◆ **Text section**
■ ■ ■ ■ ■
# Wavelength from amplitude information?

1. Mar 26, 2016

### TheExibo

1. The problem statement, all variables and given/known data

A string vibrates at its third-harmonic frequency. The displacement at a point 59.0cm from one end is the first time the displacement is half the maximum amplitude. How long is the string?

2. Relevant equations

wavelength=(2(rope length))/nodes

y=Asin(kx)

k=2pi/wavelength

3. The attempt at a solution

0.5A=Asin(kx)
kx=30

k(0.59m)=30
k=50.85

50.85=2pi/wavelength
wavelength=0.1236m

0.1236m=(2(rope length))/3
rope length=0.1854m

How is such a small rope length possible if 0.59m is half the distance from the first amplitude? What am I doing wrong?

2. Mar 26, 2016

### Simon Bridge

You have noticed that you have a point on the string that is beyond the length of the string ... this is a contradiction: therefore you did something wrong.
This could be arithmetic, maybe you had the calculator in DEG when it should be in RAD or other way?
■ ■ ■ ■ ■
◆ **Recorded information**

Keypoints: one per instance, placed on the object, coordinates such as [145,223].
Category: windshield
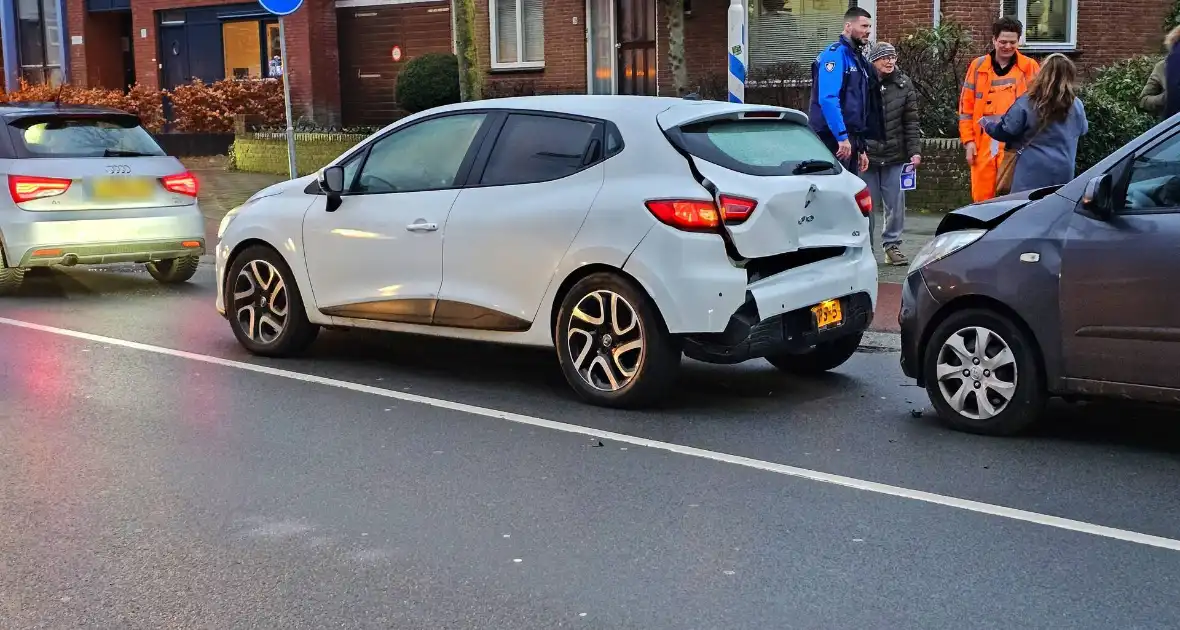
■ ■ ■ ■ ■
◆ **Written problem**
Rewrite the wavelength thread from "2. Mar 26, 2016" to "or other way?", swapping "calculator" for "computer".

◆ **Task solution**
2. Mar 26, 2016

### Simon Bridge

You have noticed that you have a point on the string that is beyond the length of the string ... this is a contradiction: therefore you did something wrong.
This could be arithmetic, maybe you had the computer in DEG when it should be in RAD or other way?